▶ **Work to do**: Copy every line from the start of the records through the line containing "top-left (130, 23), bottom-right (165, 77)", multiplying each coordinate in the answers by 0.25 and rounding to whole numbers, with halves rounded up. Leave all other lines and numbers, including the format sample, as they are, and give only that stretch.

━━ The data ━━

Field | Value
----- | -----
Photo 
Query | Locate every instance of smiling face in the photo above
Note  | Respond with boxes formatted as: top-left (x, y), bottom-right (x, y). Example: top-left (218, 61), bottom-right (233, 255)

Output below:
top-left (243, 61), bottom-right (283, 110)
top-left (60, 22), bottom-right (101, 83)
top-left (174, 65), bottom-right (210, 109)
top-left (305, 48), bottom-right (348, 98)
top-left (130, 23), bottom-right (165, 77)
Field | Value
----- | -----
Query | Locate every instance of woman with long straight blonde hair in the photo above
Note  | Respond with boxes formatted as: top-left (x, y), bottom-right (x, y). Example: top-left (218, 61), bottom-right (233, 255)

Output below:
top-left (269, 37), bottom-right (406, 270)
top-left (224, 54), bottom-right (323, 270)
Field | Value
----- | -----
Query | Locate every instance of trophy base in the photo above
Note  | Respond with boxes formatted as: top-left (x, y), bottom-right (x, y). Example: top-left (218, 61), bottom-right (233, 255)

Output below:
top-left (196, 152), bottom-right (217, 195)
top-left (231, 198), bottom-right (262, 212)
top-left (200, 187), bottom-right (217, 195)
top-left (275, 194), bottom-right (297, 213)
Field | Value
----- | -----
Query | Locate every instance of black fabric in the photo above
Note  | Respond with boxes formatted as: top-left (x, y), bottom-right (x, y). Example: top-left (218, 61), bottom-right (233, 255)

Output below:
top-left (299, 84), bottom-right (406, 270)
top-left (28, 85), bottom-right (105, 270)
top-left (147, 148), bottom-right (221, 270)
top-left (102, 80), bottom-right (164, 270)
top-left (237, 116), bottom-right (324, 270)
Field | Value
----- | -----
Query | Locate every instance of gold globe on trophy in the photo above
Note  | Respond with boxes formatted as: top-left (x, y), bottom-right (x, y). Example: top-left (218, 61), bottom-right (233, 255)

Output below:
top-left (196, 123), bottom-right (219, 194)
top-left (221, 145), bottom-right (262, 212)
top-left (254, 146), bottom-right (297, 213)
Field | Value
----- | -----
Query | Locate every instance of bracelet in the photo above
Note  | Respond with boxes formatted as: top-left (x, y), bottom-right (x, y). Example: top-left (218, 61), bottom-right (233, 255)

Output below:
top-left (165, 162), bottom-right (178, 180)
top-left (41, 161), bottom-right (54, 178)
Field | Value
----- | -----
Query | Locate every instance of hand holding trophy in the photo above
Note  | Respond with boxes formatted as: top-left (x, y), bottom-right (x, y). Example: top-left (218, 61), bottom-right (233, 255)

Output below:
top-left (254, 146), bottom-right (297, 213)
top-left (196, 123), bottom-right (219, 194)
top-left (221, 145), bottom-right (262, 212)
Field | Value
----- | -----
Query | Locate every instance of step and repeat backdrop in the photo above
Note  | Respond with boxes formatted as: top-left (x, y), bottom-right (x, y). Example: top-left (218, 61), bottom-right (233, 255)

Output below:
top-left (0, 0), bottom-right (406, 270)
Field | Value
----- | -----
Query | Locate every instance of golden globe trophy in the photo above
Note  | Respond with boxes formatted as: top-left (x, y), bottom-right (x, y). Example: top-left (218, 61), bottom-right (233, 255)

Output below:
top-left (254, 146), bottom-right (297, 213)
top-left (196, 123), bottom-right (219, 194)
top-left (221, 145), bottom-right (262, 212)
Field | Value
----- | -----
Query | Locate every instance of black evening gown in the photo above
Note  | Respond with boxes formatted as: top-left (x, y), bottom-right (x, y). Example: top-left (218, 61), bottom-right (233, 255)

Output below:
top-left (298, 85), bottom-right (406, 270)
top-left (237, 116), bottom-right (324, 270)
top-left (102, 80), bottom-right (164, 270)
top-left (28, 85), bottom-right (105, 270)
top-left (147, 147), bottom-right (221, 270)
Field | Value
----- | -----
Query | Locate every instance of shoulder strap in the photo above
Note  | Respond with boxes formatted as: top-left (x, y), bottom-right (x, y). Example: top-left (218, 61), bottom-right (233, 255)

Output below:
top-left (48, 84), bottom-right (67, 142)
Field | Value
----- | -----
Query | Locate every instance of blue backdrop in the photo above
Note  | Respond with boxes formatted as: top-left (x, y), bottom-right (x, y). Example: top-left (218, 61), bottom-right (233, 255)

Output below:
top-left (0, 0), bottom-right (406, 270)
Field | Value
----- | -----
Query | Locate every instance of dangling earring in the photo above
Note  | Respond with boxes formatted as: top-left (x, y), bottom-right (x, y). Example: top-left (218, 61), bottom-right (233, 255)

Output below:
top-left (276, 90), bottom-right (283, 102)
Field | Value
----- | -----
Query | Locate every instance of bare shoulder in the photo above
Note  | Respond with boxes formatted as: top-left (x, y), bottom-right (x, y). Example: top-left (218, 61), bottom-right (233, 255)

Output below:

━━━

▶ **Task answer**:
Field | Value
----- | -----
Photo 
Query | Locate every instance of smiling face in the photo above
Note  | Respond with boxes formatted as: top-left (x, y), bottom-right (x, y). Example: top-left (218, 61), bottom-right (233, 255)

Output below:
top-left (61, 15), bottom-right (71, 28)
top-left (15, 6), bottom-right (25, 21)
top-left (44, 16), bottom-right (53, 27)
top-left (76, 12), bottom-right (87, 25)
top-left (33, 6), bottom-right (41, 19)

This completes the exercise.